## EXERCISE INSTRUCTIONS:
Collect every line in the entries below that contains the word "bridge". Case counts.

## INPUT:
┄┄┄┄┄┄

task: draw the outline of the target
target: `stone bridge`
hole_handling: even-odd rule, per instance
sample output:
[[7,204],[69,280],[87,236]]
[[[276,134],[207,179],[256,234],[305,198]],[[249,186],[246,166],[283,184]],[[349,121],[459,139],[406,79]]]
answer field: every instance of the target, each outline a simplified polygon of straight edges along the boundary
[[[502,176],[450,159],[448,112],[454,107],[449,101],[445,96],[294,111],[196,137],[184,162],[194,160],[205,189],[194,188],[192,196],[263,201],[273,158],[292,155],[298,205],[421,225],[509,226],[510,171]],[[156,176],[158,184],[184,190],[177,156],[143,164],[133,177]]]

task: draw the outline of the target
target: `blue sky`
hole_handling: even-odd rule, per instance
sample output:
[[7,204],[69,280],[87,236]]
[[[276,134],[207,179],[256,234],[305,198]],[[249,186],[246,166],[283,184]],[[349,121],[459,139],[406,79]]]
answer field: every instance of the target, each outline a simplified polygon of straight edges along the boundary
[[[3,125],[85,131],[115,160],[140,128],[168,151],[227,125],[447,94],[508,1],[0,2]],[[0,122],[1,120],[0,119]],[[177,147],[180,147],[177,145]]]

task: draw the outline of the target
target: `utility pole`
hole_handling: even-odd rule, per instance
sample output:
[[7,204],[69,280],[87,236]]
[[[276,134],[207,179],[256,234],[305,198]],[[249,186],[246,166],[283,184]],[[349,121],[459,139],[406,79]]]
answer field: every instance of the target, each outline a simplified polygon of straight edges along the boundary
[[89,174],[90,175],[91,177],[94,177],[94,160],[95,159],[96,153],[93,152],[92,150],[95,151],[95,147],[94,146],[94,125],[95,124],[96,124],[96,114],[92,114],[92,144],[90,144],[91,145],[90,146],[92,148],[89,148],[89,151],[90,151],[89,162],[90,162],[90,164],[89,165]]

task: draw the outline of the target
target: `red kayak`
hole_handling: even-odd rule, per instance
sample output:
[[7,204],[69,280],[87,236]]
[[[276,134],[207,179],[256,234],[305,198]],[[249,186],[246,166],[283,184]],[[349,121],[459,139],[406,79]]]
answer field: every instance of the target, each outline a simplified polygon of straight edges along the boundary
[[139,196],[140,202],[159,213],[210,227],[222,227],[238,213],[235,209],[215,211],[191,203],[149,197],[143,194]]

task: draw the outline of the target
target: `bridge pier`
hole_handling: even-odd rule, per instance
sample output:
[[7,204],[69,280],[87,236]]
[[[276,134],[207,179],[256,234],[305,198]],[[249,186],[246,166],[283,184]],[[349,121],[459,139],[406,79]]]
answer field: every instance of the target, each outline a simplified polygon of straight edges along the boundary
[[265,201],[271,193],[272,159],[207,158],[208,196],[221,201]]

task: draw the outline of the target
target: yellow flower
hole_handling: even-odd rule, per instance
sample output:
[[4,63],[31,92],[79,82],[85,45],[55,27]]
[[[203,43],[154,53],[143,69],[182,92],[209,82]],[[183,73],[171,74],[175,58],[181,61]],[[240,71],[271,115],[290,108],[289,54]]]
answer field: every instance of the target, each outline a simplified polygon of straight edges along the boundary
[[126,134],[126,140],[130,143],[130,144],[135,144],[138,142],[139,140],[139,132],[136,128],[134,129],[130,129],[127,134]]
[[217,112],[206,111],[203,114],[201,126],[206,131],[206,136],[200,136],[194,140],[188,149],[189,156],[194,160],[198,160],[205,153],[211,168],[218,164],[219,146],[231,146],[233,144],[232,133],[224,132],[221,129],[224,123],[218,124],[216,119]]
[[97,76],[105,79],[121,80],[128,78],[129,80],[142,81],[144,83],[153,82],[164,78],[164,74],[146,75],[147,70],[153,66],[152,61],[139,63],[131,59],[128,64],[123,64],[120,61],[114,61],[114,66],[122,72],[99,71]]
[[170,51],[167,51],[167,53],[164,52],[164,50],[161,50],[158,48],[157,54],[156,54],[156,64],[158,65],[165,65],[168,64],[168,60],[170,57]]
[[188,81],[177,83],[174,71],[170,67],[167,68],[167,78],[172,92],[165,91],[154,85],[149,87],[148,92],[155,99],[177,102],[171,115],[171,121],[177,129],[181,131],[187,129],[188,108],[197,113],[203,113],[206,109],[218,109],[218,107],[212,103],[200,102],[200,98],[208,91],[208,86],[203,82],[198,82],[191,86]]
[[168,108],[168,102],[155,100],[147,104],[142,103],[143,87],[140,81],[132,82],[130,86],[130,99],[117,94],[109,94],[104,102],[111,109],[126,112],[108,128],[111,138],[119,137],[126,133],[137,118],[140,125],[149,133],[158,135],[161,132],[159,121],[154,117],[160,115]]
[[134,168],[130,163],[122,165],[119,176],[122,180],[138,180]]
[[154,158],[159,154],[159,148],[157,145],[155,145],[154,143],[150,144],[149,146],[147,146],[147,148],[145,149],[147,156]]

┄┄┄┄┄┄

## EXERCISE SOLUTION:
target: `stone bridge`
target: `bridge pier`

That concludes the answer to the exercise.